- Given text -
+++
Mike Horton

No. 66
- Position: Offensive guard

Personal information
- Born: October 7, 1997 (age 28) Atlanta, Georgia, U.S.
- Listed height: 6 ft 4 in (1.93 m)
- Listed weight: 325 lb (147 kg)

Career information
- High school: Lakeside (Atlanta)
- College: Auburn (2015–2019)
- NFL draft: 2020 (undrafted)

Career history
- Carolina Panthers (2020–2022); Arlington Renegades (2023);

Awards and highlights
- XFL champion (2023);

Career NFL statistics
- Games played: 3
- Stats at Pro Football Reference

= Mike Horton (American football) =

American football player (born 1997)

Mike Horton (born October 7, 1997) is an American former professional football player who was an offensive guard for the Carolina Panthers of the National Football League (NFL). He played college football for the Auburn Tigers.

==Early life==
Horton was born in Atlanta, Georgia, on October 7, 1996, or 1997. He attended Lakeside High School and was ranked a three-star prospect. He was a two-way player at tackle in football and also played basketball and competed in track and field. Horton was named a first-team all-region player, was selected to the Semper Fi All-American Bowl, and was ranked by 247Sports as one of the top-60 prospects in the state, additionally being ranked the 23rd-best nationally at his position by ESPN. He received interest from numerous NCAA Division I FBS teams and initially committed to play for the Florida Gators, but later flipped to Auburn.

==College career==
As a true freshman at Auburn in 2015, Horton redshirted. The following year, he appeared in 12 games, seeing extensive action as the sixth offensive lineman on the depth chart, often playing as an extra blocker in run formations. He started seven games in 2017, mainly as a left guard. Horton moved to right guard in 2018 but didn't have a great transition, ranking 627th out of 836 college lineman according to Pro Football Focus' rankings. He started 12 games as a senior in 2019, finishing his stint at the school with 32 career starts.

==Professional career==

=== Carolina Panthers ===
After going unselected in the 2020 NFL draft, Horton was signed by the Carolina Panthers as an undrafted free agent. He was released at the final rosters cuts and was afterwards re-signed to the practice squad. He was elevated to the active roster as a COVID-19 replacement for their game against the New Orleans Saints, but did not play and returned to the practice squad afterwards. He was elevated again for the team's following game against the Atlanta Falcons, but was inactive. He was signed to a reserve/future contract on January 4, 2021.
+++
- Data to examine -
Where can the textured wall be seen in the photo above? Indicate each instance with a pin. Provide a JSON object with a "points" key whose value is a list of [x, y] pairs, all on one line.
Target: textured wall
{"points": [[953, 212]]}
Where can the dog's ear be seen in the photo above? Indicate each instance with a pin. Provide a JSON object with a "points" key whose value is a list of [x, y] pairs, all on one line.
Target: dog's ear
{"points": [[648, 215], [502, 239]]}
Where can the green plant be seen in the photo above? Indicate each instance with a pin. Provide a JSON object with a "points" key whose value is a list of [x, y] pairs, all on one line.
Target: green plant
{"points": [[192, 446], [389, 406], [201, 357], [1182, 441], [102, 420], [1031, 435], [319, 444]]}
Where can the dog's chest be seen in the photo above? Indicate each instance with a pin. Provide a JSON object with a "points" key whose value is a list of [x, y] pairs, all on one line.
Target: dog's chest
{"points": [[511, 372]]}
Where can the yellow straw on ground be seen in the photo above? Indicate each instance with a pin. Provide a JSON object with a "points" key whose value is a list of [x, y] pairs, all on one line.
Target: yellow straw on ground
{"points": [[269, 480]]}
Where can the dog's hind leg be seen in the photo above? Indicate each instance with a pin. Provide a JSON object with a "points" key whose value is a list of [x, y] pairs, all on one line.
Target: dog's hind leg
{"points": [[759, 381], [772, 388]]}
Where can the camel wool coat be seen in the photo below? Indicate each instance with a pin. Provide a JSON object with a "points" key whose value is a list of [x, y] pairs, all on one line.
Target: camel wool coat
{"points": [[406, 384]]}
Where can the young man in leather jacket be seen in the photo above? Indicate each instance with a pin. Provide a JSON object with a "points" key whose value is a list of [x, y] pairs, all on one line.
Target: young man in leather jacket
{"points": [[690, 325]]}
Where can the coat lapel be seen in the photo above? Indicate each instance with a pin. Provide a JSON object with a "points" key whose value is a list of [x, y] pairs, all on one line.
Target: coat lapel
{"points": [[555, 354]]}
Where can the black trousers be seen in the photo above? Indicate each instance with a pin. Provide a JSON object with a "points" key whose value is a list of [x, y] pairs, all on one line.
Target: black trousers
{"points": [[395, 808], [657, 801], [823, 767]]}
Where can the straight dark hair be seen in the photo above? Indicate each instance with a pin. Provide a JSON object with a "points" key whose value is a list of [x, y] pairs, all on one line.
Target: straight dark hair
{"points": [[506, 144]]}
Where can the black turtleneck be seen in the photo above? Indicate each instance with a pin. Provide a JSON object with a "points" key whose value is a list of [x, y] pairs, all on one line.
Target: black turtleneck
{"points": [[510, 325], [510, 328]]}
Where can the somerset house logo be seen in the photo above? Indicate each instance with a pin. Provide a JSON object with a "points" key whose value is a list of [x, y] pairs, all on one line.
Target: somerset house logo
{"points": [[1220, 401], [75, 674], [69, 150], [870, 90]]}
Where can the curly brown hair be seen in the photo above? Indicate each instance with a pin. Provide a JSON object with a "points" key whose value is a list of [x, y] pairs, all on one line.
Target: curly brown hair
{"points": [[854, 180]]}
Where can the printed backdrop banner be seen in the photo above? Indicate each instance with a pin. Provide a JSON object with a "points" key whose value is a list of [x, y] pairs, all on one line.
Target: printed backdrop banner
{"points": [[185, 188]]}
+++
- Exercise aim -
According to the text about Mike Horton, which team did Horton first commit to before flipping to Auburn?

- Task response -
The Florida Gators.